* [Brano di partenza]:
####
Indubbiamente, è alquanto frequente per gli sponsor di progetto ritenere che i propri progetti saranno di aiuto alla società e che quindi essi sono giustificati quando aggiustano volontariamente le stime di costo e di benefici.

Questo modo di ragionare però è sbagliato. Sottostimare i costi e sovrastimare i benefici di un progetto conduce ad un errato rapporto costi benefici, il che implica due problemi. Il primo è che il progetto viene avviato nonostante il fatto che non sia economicamente e finanziariamente sostenibile. Il secondo problema è che il progetto selezionato ne elimina altri concorrenti che potrebbero avere avuto maggiori ritorni e risultati migliori per la collettività. Entrambe le situazioni configurano casi di inefficienza Paretiana, in cui le risorse sono allocate in modo errato, e nel caso di risorse pubbliche, spreco di denaro dei contribuenti.

Quindi, anche solo utilizzando ragionamenti di efficienza economica, l’argomento che la sottostima dei costi e la sovrastima dei benefici si possano giustificare per consentire l’avvio dei progetti va confutato interamente. Vi sono anche ragioni giuridiche ed etiche per opporvisi. Nella maggior parte dei paesi democratici, mentire deliberatamente al legislatore, ai pubblici amministratori, al pubblico e ai media a proposito di costi e benefici di progetto sarebbe considerato un comportamento non solo eticamente inaccettabile, ma in alcuni casi anche illecito. Anche nelle aziende private, la falsa rappresentazione della realtà è un crimine punibile negli Stati Uniti fino a 20 anni di reclusione.
####
* [Record di puntamento di oggetti nelle foto]:
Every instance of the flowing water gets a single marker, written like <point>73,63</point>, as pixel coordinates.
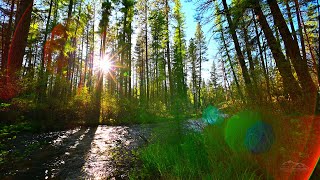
<point>102,152</point>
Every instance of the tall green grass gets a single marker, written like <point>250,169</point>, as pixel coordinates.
<point>175,153</point>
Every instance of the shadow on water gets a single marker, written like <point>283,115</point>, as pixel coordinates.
<point>59,159</point>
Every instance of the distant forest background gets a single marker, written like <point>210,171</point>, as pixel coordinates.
<point>53,53</point>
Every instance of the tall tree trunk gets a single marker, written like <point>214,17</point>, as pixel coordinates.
<point>168,48</point>
<point>292,47</point>
<point>242,63</point>
<point>294,34</point>
<point>290,84</point>
<point>19,40</point>
<point>304,55</point>
<point>263,63</point>
<point>6,40</point>
<point>231,65</point>
<point>146,41</point>
<point>43,78</point>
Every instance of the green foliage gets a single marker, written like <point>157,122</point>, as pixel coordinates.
<point>175,155</point>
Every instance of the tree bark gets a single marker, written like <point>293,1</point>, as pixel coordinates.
<point>290,84</point>
<point>292,47</point>
<point>19,40</point>
<point>237,47</point>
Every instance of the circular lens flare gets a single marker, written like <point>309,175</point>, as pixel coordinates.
<point>105,65</point>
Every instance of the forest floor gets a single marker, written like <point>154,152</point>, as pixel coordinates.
<point>81,153</point>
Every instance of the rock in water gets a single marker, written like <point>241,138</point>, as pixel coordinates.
<point>212,115</point>
<point>259,137</point>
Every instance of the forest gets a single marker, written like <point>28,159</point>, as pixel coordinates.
<point>164,89</point>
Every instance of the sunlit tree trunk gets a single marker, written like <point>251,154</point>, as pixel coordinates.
<point>19,40</point>
<point>292,47</point>
<point>290,84</point>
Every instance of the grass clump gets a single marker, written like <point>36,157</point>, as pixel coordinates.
<point>175,153</point>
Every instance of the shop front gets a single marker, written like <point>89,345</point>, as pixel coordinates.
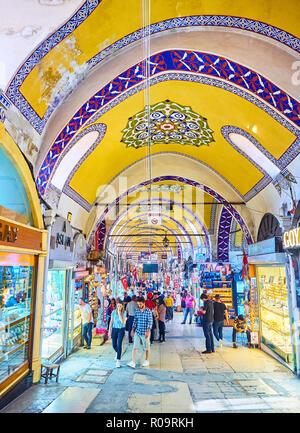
<point>291,243</point>
<point>270,301</point>
<point>23,248</point>
<point>57,292</point>
<point>79,275</point>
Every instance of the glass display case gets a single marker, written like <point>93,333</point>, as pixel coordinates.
<point>15,317</point>
<point>52,330</point>
<point>274,310</point>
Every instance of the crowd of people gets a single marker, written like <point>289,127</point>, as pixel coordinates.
<point>144,311</point>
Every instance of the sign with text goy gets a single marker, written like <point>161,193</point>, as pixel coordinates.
<point>154,219</point>
<point>61,242</point>
<point>291,239</point>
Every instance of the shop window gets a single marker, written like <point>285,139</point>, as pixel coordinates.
<point>274,310</point>
<point>15,314</point>
<point>14,203</point>
<point>52,330</point>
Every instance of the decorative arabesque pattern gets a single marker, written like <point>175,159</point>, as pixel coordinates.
<point>230,209</point>
<point>223,235</point>
<point>13,91</point>
<point>167,122</point>
<point>206,64</point>
<point>100,235</point>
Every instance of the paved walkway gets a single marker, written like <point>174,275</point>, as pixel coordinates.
<point>180,379</point>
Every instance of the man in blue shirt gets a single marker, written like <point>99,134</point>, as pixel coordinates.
<point>140,332</point>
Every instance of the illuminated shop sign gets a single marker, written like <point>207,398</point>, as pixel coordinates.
<point>291,239</point>
<point>8,233</point>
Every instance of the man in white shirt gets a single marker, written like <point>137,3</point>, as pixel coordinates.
<point>87,322</point>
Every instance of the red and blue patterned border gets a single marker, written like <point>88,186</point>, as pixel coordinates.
<point>222,69</point>
<point>137,225</point>
<point>13,90</point>
<point>223,235</point>
<point>193,183</point>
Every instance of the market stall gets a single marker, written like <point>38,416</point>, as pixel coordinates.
<point>23,248</point>
<point>269,291</point>
<point>57,293</point>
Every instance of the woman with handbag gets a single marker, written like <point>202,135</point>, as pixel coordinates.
<point>161,310</point>
<point>117,330</point>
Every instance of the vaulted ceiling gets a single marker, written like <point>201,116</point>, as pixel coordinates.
<point>198,94</point>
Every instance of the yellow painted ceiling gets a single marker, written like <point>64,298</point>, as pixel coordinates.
<point>114,19</point>
<point>136,227</point>
<point>217,105</point>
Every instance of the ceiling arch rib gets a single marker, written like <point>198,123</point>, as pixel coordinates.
<point>194,216</point>
<point>80,23</point>
<point>179,179</point>
<point>126,230</point>
<point>187,63</point>
<point>180,226</point>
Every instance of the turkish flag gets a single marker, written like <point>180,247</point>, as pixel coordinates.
<point>124,282</point>
<point>134,274</point>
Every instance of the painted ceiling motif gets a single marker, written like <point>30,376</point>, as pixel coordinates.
<point>167,122</point>
<point>217,116</point>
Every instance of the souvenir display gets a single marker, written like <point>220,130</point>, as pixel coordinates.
<point>52,332</point>
<point>274,310</point>
<point>15,302</point>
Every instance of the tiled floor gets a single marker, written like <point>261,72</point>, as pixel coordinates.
<point>180,379</point>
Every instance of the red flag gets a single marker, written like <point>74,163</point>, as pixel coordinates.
<point>124,282</point>
<point>245,270</point>
<point>134,274</point>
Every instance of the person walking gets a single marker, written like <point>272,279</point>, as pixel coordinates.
<point>152,307</point>
<point>178,303</point>
<point>169,301</point>
<point>161,310</point>
<point>117,330</point>
<point>207,321</point>
<point>131,309</point>
<point>126,299</point>
<point>220,311</point>
<point>87,322</point>
<point>183,303</point>
<point>240,326</point>
<point>190,306</point>
<point>110,309</point>
<point>140,332</point>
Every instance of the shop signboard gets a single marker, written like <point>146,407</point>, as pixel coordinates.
####
* [Parti dell'esercizio]:
[a] Secondo il brano sulle stime di costi e benefici, con quanti anni di reclusione al massimo è punibile negli Stati Uniti la falsa rappresentazione della realtà nelle aziende private?
[b] Trascrivi come elenco numerato le righe dei record dalla riga che contiene "Every instance of the painted" fino alla fine dei record, estremi inclusi, omettendo le righe vuote.

* [Risposte attese]:
[a] Fino a 20 anni di reclusione.

[b]
1. Every instance of the painted ceiling motif gets a single marker, written like <point>30,376</point>, as pixel coordinates.
2. <point>167,122</point>
3. <point>217,116</point>
4. Every instance of the souvenir display gets a single marker, written like <point>220,130</point>, as pixel coordinates.
5. <point>52,332</point>
6. <point>274,310</point>
7. <point>15,302</point>
8. Every instance of the tiled floor gets a single marker, written like <point>261,72</point>, as pixel coordinates.
9. <point>180,379</point>
10. Every instance of the red flag gets a single marker, written like <point>74,163</point>, as pixel coordinates.
11. <point>124,282</point>
12. <point>245,270</point>
13. <point>134,274</point>
14. Every instance of the person walking gets a single marker, written like <point>272,279</point>, as pixel coordinates.
15. <point>152,307</point>
16. <point>178,303</point>
17. <point>169,301</point>
18. <point>161,310</point>
19. <point>117,330</point>
20. <point>207,321</point>
21. <point>131,309</point>
22. <point>126,299</point>
23. <point>220,311</point>
24. <point>87,322</point>
25. <point>183,303</point>
26. <point>240,326</point>
27. <point>190,306</point>
28. <point>110,309</point>
29. <point>140,332</point>
30. Every instance of the shop signboard gets a single marker, written like <point>146,407</point>, as pixel coordinates.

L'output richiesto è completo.